● Reading passage:
----------

The curtain wall system is a building enclosure technique comprising several crystal panels assembled to bear its own weight and resist exterior loads such as wind or rain [1]. The most common curtain wall structural components are made of aluminum, single floor span, and are supported by the main structure [2]. Thermal bridges are discontinuities in the curtain wall’s thermal barrier, which is the building enclosure that provides an insulated interior environment for Heating, Ventilation, and Air Conditioning (HVAC) systems, controls vapor transfer, and impacts thermal efficiency. The negative thermal effect increases in the presence of highly conductive material, like metal-exterior curtain walls [3]. A metal-exterior curtain wall is formed by vertical and horizontal exterior structures, crystal panels, and sealant finishing. Thermal bridges are most commonly located on the interface between the glass and metal panels or between different crystal panels where the sealant is placed [4]. A highly conductive material (e.g., aluminum) needs sealant—employed as a thermal break, made from a nonconductive material such as plastic or rubber—to prevent heat transfer and to provide resistance to condensation.

----------

● Information provided:
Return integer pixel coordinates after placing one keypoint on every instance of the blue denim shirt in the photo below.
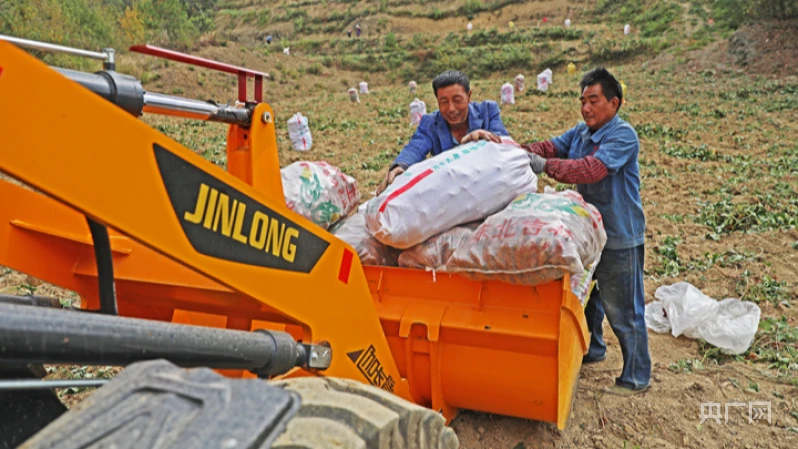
(433, 134)
(617, 196)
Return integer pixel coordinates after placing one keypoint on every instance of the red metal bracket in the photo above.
(242, 73)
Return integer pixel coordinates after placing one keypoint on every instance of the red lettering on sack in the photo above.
(532, 227)
(404, 188)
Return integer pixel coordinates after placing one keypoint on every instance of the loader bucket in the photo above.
(489, 346)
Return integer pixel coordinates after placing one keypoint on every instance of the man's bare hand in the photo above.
(481, 134)
(389, 177)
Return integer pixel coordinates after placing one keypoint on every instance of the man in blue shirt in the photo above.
(457, 121)
(600, 156)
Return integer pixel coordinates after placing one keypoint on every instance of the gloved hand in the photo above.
(538, 163)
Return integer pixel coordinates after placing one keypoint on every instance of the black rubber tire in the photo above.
(156, 404)
(345, 413)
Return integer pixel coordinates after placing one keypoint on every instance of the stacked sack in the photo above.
(536, 239)
(319, 192)
(464, 184)
(475, 211)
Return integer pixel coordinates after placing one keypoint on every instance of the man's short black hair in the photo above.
(609, 85)
(450, 78)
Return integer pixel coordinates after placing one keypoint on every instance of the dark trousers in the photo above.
(619, 295)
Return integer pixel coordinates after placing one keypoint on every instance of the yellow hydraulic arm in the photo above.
(76, 147)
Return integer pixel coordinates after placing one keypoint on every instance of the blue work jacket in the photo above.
(433, 134)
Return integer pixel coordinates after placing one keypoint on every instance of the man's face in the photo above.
(453, 103)
(596, 110)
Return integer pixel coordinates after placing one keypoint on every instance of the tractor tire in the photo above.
(157, 404)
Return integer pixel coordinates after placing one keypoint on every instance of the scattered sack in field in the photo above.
(549, 76)
(682, 309)
(464, 184)
(299, 132)
(417, 110)
(508, 97)
(519, 83)
(353, 231)
(353, 96)
(319, 192)
(433, 253)
(543, 82)
(536, 239)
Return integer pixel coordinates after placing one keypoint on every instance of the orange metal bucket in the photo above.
(489, 346)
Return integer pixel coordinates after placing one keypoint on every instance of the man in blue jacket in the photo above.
(600, 157)
(457, 121)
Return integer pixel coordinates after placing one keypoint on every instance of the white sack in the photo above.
(543, 82)
(319, 192)
(508, 96)
(299, 132)
(433, 253)
(353, 231)
(464, 184)
(536, 239)
(682, 309)
(417, 110)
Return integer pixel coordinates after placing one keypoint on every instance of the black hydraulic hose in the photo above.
(33, 335)
(105, 267)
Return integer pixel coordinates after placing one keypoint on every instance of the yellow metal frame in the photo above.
(441, 341)
(90, 155)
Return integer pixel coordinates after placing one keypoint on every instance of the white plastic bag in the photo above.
(299, 132)
(458, 186)
(549, 74)
(319, 192)
(417, 110)
(734, 327)
(543, 82)
(536, 239)
(353, 231)
(433, 253)
(519, 83)
(682, 309)
(508, 97)
(686, 307)
(353, 96)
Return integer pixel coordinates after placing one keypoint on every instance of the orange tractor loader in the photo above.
(180, 263)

----------

● Exercise requirements:
1. Name the things that the curtain wall passage says form a metal-exterior curtain wall.
2. According to the curtain wall passage, what material are the most common curtain wall structural components made of?
3. Write a continuation of the passage on curtain wall thermal bridges, starting after its final sentence.

● Answers to the exercise:
1.
Vertical and horizontal exterior structures
Crystal panels
Sealant finishing

2. Aluminum.

3.
There are multiple components of the curtain walls that could perform poorly and produce a thermal bridge. For example, a common cause of problems is the failure of the gaskets and sealings [5]. Gaskets are strips of synthetic rubber or plastic that may damper the glass when the structure suffers movements. Although small displacements are allowed within the structure due to the flexibility of the sealant, the glass is fragile and stiff. With age, gaskets dry out, shrink, and the elasticity degrades, generating air spaces. The spaces admit air and moisture inside the system components, leading to condensation, drafts, and leaks. The air spaces and the resulting infiltration of condensation may lead to failure, thereby compromising the thermal performance and aesthetics of the components. As the gaskets further disintegrate, as an extreme example, they may detach and pull away from the frame. Unattached gaskets generate a lack of support within the curtain wall system, whereby the glass may lose stability and may shatter or blow out. Poor performance can also occur when the sealing requirements specified by the architect are not followed in the installation of the system (construction phase). In this case, thermal isolation systemically fails, which means that as well as water leakage, there is air leakage, further compromising the building’s envelope. Poor performance requires costly corrective actions, including the need to repair all the seals of the curtain wall system.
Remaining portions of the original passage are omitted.